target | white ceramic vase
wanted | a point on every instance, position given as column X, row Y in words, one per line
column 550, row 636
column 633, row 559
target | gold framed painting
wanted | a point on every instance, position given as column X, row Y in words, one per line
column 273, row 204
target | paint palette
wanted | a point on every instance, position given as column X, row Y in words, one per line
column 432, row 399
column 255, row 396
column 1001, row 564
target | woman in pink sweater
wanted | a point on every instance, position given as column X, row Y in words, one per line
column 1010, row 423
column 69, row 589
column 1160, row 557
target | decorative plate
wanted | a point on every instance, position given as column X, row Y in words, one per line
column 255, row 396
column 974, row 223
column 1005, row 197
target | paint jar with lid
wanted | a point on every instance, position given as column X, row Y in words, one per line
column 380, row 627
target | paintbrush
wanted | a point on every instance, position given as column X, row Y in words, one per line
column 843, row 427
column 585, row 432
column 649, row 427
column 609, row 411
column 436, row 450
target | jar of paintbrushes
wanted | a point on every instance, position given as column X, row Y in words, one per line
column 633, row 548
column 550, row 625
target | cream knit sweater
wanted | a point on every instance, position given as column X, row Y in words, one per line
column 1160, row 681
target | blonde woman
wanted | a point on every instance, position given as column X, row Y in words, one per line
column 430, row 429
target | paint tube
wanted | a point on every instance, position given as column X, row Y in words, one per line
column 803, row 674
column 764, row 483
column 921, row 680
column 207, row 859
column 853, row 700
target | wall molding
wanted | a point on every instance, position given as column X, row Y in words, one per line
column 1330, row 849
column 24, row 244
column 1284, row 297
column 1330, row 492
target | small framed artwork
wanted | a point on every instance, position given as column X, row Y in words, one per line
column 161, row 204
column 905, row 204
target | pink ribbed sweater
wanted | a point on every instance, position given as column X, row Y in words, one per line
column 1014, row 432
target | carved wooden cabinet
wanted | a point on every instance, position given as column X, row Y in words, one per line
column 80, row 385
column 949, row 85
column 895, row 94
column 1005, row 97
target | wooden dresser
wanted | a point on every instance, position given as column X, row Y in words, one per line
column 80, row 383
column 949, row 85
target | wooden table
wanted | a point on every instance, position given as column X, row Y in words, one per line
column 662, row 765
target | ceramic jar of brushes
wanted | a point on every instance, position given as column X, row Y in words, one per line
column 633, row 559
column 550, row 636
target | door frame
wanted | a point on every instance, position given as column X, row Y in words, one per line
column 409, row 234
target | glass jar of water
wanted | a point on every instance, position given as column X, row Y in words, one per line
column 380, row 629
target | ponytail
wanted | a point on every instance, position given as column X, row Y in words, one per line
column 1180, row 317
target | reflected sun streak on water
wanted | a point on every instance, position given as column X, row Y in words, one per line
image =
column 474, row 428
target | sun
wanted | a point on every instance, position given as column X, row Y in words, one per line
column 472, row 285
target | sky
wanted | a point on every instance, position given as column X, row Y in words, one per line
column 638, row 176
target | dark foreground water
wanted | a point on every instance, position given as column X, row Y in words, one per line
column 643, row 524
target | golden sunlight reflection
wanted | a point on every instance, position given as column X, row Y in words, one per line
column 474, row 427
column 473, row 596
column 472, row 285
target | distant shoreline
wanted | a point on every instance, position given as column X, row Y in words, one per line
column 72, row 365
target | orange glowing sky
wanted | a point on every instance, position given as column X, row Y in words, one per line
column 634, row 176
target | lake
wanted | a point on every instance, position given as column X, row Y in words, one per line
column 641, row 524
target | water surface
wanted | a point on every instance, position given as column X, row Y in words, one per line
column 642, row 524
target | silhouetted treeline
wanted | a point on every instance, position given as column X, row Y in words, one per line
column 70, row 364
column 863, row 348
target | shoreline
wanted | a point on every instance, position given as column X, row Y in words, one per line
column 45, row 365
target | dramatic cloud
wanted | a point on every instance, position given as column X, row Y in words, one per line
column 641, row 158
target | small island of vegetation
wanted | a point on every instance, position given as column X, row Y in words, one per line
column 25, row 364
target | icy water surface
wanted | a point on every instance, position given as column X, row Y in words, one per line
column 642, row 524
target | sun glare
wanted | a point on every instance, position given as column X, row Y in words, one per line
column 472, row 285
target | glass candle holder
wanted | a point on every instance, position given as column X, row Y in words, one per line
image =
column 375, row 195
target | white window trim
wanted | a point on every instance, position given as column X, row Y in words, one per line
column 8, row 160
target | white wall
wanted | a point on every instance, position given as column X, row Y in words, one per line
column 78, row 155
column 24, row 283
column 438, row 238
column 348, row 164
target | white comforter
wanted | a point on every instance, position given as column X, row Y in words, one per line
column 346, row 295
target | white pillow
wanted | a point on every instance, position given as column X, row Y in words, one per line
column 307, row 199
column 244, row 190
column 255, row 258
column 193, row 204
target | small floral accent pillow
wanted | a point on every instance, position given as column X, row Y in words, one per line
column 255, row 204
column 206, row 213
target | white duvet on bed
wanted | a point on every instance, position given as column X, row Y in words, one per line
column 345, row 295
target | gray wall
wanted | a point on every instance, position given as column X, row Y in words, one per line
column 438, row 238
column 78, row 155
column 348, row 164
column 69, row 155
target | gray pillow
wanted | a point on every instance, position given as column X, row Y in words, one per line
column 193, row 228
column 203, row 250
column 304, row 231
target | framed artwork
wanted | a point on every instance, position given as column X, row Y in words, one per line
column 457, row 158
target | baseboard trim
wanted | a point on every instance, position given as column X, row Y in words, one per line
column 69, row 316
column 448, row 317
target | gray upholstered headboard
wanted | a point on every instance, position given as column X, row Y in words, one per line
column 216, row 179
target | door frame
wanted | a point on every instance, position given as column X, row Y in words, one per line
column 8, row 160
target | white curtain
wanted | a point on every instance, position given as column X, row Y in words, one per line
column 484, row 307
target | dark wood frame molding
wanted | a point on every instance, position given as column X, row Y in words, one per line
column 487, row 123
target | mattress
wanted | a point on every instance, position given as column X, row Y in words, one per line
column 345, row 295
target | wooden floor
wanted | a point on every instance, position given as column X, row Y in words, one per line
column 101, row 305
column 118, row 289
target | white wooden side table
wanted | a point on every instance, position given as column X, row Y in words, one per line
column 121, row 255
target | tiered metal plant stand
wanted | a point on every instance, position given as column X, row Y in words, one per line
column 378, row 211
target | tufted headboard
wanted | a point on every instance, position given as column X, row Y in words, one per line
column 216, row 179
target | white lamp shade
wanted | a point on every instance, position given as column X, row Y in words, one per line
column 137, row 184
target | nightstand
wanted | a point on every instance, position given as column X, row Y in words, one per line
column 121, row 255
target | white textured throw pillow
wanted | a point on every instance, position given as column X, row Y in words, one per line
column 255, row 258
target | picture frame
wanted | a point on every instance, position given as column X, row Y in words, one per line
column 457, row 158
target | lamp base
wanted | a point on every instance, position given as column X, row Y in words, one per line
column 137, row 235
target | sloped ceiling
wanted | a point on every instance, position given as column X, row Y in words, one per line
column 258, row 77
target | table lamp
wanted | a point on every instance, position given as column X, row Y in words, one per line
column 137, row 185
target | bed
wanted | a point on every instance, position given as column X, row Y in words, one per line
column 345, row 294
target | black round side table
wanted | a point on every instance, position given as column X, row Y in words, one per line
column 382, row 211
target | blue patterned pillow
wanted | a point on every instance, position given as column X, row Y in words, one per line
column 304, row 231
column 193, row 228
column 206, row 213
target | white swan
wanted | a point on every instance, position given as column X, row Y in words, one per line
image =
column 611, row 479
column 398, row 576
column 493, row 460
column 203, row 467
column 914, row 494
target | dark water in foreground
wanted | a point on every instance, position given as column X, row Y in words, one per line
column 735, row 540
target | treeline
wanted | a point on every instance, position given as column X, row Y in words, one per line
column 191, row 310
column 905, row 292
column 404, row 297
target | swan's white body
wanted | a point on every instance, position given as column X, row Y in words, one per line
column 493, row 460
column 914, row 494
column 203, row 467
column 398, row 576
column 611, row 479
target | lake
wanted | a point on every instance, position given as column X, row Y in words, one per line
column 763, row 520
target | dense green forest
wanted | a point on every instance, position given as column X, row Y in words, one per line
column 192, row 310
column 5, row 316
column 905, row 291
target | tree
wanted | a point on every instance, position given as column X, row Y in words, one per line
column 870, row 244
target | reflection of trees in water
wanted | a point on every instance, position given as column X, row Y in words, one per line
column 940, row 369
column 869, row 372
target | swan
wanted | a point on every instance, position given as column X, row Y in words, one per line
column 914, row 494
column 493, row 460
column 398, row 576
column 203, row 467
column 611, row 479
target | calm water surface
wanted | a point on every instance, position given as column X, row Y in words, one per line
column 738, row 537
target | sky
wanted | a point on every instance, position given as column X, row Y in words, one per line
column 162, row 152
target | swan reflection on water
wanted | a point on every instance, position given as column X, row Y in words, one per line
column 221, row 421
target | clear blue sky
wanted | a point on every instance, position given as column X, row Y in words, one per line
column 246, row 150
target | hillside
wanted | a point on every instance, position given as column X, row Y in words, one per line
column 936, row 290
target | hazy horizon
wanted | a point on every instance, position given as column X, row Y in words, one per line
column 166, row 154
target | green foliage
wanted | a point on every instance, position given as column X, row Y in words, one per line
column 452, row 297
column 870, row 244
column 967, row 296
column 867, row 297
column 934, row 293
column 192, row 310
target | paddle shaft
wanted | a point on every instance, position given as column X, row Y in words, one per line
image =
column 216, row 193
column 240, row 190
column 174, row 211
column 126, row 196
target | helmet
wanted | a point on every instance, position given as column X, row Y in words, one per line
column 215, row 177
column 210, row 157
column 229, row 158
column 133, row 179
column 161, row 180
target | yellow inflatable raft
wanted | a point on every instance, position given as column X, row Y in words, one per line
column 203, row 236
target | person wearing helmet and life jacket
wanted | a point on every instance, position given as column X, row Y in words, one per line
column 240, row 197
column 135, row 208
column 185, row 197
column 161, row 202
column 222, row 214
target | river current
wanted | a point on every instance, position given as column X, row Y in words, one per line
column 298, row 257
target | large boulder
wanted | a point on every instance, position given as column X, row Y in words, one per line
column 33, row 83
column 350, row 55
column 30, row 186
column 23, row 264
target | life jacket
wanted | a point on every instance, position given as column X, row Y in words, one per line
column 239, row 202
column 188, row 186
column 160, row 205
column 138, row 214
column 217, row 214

_____

**Required work**
Reproduce word for word the entry lines from the one containing "target | person" through the last line of the entries, including both.

**Exercise output**
target | person wearing helmet and life jacket
wanted | a point on every instance, position given as column X, row Y in words, one per line
column 240, row 197
column 135, row 208
column 185, row 197
column 161, row 202
column 222, row 214
target | river current
wanted | a point on every instance, position given as column X, row Y in words, one per line
column 298, row 257
target | large boulder
wanted | a point on every instance, position given as column X, row Y in words, one per line
column 33, row 83
column 350, row 55
column 30, row 186
column 23, row 264
target | life jacket
wanted | a point on every instance, position given as column X, row Y in words, one per line
column 239, row 202
column 188, row 186
column 160, row 205
column 138, row 214
column 217, row 214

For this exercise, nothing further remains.